### Votre travail
A - Les affirmations suivantes sont-elles conformes à l'extrait ci-dessous ? (i) Le conseil consultatif de la transition a déjà été créé. (ii) La transition au Niger dure depuis plus d'un an. (iii) Le forum national a déjà eu lieu. Pour chacune, répondez par oui ou par non et citez les mots décisifs de l'extrait.
B - Relevez dans l'extrait ci-dessous tout ce qui, d'après la phrase commençant par « Mais, pour le moment », fait encore défaut à la transition.

── Extrait ──

Quel sera le format du forum national ?
La transition au Niger avance, depuis plus d’un an, dans l’oubli de sa boussole, estiment bien d’observateurs. Pas même les institutions de la transition n’ont été effectivement mises en place, donnant ainsi le beau prétexte d’une probable prolongation raisonnée. Tout est dans l’attente, peut-être aussi, dans l’attentisme. Le peuple croit encore et regarde. Il attend le clignotant qui indiquera la direction vers laquelle l’on va. Mais, pour le moment, on n’a ni conseil consultatif, ni calendrier, ni même tenu le forum national dont on parle, pourtant depuis de longs mois, sans que l’idée puisse se concrétiser, comme si de cette rencontre qui se veut inclusive l’on devrait avoir peur. Et, notamment des grands déballages et de tout ce qui pourrait réveiller les malaises et les malentendus, déjà mal conjurés. Depuis des mois, ça tergiverse, ça se tiendra, ou ça ne se tiendra pas ; mais entre les deux, on entend souvent quelques communiqués qui en parlent, évoquent quelques aspects et disent qu’on est quand même sur la voie. Oui, cahin-caha, la machine avance, laborieuse, quelque peu coincée. Mais, les militaires ont une parole avec le peuple. Les Nigériens ne l’oublient pas. Ils regardent et jugent. Le contrat avec un peuple est sacré.

───
── Données enregistrées ──

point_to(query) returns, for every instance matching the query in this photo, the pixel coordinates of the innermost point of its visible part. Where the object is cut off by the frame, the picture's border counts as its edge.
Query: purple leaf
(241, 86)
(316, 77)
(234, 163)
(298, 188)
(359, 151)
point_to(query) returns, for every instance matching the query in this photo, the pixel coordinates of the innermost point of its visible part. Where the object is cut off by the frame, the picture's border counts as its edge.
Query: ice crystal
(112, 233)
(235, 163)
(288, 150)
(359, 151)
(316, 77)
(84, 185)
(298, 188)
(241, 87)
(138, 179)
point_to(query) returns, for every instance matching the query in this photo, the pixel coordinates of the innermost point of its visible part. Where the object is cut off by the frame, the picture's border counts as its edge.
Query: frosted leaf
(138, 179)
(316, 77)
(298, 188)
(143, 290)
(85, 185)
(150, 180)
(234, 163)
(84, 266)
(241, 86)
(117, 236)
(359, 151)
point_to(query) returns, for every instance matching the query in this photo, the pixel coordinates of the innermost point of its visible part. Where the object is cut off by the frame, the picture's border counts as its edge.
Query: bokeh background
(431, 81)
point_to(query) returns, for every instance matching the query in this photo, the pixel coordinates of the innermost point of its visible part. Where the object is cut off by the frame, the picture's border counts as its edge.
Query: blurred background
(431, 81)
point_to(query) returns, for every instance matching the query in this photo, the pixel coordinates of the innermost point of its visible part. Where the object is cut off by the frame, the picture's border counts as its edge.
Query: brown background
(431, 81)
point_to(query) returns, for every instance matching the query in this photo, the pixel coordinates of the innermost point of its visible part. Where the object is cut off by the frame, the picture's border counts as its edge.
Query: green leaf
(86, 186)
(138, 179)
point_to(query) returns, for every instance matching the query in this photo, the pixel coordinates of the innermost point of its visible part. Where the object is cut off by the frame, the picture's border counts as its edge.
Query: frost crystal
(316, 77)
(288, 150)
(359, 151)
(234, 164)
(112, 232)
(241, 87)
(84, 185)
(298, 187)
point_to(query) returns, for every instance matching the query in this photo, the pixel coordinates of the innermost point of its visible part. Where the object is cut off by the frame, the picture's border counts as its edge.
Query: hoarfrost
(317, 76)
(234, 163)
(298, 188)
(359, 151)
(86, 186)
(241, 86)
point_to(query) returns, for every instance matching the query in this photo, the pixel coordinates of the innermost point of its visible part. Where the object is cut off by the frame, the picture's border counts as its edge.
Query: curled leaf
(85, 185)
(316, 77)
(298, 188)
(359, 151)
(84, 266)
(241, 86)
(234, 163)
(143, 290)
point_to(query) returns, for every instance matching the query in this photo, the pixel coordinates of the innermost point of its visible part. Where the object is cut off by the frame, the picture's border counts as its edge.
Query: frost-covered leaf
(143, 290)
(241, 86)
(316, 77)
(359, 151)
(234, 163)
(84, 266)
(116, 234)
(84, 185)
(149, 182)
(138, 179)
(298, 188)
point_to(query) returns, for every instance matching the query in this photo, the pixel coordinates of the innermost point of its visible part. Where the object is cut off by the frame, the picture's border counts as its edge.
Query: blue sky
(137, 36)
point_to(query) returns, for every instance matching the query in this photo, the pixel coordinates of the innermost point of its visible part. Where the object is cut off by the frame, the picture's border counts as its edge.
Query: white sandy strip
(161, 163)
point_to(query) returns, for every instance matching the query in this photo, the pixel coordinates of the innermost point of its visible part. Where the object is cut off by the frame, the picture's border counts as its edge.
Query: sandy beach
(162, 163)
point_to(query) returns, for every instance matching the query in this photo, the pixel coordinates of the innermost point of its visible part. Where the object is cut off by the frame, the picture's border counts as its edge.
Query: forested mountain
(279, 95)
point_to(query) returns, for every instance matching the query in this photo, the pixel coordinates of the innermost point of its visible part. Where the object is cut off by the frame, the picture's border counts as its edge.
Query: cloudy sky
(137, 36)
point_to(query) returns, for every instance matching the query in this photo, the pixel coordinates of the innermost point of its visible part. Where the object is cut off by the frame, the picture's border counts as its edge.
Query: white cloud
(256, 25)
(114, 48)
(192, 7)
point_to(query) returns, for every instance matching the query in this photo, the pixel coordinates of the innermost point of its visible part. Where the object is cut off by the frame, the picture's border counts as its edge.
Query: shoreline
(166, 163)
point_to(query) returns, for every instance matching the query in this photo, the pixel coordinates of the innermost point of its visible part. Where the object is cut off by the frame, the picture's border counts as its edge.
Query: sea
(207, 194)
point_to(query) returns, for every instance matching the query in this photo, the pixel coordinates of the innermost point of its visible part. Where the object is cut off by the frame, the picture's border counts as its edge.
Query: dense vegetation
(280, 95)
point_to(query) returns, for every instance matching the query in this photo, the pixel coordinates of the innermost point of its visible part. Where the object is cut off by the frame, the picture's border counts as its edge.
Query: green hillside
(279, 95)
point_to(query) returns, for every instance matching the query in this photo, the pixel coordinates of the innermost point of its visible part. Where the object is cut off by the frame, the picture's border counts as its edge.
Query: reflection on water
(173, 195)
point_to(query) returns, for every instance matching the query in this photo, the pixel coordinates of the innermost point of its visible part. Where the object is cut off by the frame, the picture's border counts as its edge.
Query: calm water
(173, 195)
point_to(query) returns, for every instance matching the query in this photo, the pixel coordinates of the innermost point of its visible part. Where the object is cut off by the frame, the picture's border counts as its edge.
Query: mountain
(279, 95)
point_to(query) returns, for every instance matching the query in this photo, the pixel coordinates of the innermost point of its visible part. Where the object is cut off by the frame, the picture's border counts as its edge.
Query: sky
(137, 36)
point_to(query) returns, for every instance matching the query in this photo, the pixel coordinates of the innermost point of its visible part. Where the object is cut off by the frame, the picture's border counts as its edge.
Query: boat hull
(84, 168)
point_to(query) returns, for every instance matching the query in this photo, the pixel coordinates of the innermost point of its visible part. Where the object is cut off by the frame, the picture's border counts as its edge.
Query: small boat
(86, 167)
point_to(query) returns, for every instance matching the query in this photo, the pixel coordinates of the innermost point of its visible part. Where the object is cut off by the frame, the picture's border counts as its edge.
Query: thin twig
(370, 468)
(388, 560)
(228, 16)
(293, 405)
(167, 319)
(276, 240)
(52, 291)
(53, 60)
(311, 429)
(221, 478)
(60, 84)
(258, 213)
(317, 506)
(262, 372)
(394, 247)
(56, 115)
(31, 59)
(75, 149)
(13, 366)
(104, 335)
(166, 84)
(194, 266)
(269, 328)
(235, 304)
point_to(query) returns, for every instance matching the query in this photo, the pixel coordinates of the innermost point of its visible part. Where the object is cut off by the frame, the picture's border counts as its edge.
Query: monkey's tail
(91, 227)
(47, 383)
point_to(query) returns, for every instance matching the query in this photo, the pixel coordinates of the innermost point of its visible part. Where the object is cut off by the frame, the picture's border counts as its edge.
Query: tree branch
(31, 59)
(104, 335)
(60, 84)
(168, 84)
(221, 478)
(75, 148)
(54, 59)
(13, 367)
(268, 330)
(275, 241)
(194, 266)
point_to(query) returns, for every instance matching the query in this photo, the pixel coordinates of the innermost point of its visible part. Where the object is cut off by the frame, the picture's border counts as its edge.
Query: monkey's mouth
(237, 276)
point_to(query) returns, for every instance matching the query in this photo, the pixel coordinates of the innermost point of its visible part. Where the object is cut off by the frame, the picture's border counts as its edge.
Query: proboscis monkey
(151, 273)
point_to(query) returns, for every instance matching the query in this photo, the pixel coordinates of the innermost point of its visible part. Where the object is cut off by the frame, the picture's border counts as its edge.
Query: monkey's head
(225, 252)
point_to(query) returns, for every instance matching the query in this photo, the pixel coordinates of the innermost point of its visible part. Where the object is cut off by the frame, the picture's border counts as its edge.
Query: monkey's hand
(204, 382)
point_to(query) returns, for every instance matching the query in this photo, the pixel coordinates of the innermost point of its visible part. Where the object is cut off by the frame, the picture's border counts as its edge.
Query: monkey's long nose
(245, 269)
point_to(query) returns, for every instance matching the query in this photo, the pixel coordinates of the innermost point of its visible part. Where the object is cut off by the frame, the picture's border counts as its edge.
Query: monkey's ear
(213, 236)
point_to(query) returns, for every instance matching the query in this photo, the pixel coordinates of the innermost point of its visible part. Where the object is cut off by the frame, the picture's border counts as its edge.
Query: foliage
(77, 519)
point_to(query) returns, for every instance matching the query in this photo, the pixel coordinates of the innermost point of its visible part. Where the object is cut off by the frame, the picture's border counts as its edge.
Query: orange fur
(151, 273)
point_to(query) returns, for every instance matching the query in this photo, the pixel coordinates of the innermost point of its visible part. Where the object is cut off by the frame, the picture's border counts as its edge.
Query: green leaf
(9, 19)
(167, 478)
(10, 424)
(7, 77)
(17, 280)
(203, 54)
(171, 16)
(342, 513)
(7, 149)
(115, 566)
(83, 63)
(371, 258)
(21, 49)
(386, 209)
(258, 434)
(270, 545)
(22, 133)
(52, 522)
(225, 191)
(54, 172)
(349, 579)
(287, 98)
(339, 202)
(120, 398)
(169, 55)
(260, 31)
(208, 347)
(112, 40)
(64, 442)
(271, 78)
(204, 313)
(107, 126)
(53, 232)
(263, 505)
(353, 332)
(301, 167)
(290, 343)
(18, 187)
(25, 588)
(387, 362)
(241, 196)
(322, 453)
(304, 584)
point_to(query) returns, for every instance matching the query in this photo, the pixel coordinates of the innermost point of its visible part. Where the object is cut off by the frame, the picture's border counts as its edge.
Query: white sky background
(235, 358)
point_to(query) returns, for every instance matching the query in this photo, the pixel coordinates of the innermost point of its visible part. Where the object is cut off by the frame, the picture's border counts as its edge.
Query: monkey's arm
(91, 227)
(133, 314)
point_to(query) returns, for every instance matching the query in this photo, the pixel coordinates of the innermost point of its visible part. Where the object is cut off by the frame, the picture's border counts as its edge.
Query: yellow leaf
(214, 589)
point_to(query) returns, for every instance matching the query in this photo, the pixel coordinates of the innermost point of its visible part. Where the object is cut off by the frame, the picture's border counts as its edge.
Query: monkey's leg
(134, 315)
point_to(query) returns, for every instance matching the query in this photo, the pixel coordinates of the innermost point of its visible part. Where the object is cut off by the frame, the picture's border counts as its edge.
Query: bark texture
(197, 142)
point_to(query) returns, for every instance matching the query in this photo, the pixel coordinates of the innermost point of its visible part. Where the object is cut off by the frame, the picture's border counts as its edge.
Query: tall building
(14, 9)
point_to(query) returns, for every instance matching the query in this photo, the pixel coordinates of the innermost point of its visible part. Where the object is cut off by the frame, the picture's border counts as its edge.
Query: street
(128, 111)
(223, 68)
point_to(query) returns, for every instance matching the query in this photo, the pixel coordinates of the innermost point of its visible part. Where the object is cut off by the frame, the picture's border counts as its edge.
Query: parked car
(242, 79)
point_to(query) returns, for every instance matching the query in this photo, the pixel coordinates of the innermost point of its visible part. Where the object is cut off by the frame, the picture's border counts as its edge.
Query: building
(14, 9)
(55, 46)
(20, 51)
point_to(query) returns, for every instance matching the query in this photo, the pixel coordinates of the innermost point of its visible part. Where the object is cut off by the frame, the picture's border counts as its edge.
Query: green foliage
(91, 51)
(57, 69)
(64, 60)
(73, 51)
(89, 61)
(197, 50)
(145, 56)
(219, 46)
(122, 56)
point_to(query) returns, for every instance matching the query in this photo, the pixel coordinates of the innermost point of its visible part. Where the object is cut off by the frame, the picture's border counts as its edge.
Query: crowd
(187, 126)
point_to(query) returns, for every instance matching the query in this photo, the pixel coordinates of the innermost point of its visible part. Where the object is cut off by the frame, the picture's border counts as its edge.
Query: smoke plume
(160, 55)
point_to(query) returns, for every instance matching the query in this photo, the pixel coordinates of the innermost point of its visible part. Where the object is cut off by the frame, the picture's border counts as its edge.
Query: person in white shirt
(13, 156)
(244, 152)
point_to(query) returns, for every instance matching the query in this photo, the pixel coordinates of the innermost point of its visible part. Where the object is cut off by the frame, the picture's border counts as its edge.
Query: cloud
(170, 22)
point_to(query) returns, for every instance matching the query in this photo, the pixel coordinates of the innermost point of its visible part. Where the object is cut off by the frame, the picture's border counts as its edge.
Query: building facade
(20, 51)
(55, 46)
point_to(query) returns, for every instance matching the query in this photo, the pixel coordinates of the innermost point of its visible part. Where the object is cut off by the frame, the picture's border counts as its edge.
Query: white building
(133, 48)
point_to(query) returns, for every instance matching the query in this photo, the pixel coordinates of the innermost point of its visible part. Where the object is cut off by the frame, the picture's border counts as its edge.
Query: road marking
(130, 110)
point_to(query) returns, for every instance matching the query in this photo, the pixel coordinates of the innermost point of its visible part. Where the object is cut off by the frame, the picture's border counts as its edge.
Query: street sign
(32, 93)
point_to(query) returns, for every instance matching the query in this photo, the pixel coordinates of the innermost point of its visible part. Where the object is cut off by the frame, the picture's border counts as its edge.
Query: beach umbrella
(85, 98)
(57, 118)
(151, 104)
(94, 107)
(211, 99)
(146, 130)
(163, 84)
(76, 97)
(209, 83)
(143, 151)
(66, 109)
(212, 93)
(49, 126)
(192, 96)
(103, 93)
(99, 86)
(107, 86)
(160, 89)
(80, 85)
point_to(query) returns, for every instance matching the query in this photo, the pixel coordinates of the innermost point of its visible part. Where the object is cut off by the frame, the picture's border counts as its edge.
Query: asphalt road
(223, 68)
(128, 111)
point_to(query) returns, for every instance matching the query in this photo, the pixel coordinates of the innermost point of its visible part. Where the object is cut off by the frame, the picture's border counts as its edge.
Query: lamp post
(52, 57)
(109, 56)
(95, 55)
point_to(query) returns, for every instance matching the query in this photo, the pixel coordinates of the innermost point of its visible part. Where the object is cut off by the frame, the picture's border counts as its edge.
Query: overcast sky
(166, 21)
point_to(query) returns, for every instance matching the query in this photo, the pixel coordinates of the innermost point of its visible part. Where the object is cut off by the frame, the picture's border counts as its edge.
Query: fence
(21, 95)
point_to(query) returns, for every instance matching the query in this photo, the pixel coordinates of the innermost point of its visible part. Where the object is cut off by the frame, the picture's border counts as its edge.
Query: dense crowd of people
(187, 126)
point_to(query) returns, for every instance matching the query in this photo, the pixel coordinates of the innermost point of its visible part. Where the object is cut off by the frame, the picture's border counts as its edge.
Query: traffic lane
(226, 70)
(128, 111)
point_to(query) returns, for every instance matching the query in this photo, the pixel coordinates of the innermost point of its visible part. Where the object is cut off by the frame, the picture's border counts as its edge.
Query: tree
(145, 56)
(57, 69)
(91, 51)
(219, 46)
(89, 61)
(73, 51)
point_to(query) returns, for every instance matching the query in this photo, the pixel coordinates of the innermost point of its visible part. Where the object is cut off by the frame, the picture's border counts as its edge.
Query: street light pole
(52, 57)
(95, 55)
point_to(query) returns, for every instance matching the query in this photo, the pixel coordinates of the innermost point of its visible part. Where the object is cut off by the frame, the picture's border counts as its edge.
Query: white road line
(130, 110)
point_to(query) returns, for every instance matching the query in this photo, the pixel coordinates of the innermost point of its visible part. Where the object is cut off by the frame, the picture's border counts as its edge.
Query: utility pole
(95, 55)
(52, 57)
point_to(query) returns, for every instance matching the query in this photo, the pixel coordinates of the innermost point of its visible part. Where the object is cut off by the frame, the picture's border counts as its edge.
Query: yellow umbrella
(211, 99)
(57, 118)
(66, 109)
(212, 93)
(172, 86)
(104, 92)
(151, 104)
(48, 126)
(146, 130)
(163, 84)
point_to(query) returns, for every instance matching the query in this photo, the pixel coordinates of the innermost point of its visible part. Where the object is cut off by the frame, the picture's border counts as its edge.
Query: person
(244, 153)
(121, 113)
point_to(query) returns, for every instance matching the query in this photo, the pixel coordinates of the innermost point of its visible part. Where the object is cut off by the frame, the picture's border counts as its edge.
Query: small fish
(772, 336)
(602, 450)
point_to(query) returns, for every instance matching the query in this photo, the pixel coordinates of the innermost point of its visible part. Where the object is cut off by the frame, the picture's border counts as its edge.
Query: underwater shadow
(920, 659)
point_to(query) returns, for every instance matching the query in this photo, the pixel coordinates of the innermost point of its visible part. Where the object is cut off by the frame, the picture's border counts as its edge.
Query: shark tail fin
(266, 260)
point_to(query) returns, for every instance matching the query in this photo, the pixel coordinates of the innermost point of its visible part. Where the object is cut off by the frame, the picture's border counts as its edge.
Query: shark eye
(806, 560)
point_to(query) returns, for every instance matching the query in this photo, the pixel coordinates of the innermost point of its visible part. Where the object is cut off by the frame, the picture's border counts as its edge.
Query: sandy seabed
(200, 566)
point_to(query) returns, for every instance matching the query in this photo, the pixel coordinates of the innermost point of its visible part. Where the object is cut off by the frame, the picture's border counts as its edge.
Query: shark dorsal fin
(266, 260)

───

### Corrigé détaillé
A -
(i) Non : « on n’a ni conseil consultatif, ni calendrier »
(ii) Oui : « La transition au Niger avance, depuis plus d’un an »
(iii) Non : « ni même tenu le forum national dont on parle »

B -
- le conseil consultatif
- le calendrier
- la tenue du forum national